=== Task goal ===
Please copy every one of the rows below word for word, changing nothing.

(Object position labeling entries)
BEGIN
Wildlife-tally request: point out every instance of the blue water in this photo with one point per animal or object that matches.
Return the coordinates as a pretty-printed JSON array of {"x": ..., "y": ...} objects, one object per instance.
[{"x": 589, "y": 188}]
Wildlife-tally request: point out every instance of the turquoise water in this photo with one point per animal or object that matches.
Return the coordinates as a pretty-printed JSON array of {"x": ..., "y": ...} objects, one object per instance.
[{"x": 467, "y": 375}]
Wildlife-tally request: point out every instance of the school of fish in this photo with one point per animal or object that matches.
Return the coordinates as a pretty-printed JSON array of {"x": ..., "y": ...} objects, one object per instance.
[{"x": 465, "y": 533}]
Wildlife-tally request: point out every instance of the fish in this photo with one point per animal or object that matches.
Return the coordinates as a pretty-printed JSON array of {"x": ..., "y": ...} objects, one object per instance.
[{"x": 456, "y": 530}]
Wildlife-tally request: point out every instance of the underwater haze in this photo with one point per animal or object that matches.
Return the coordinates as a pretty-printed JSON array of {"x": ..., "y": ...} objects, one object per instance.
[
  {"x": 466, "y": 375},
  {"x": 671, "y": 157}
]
END
=== Output of the exercise ===
Wildlife-tally request: point out every instance of the blue water in this photo with one point per animal or object that matches.
Return the coordinates as a pretty-printed JSON array of {"x": ..., "y": ...} objects, one object per instance.
[{"x": 589, "y": 188}]
Wildlife-tally request: point out every instance of the turquoise water in this photo with one point per animal or object that matches.
Return the coordinates as a pretty-printed JSON array of {"x": ..., "y": ...} objects, one object per instance.
[{"x": 467, "y": 375}]
Wildlife-tally request: point out every instance of the school of fish in this photo with one point per animal or object that matches.
Return the coordinates as a pretty-printed JSON array of {"x": ..., "y": ...} objects, one object per instance.
[{"x": 465, "y": 533}]
Wildlife-tally request: point out every instance of the fish in this photo with one point per animal or object that matches.
Return the coordinates as a pretty-printed JSON array of {"x": ..., "y": ...} objects, one object per instance.
[{"x": 456, "y": 530}]
Wildlife-tally request: point out every instance of the underwater haze in this photo with one point per animal or object that matches.
Return the coordinates as a pretty-printed JSON array of {"x": ..., "y": ...} objects, one object per instance.
[
  {"x": 466, "y": 375},
  {"x": 671, "y": 157}
]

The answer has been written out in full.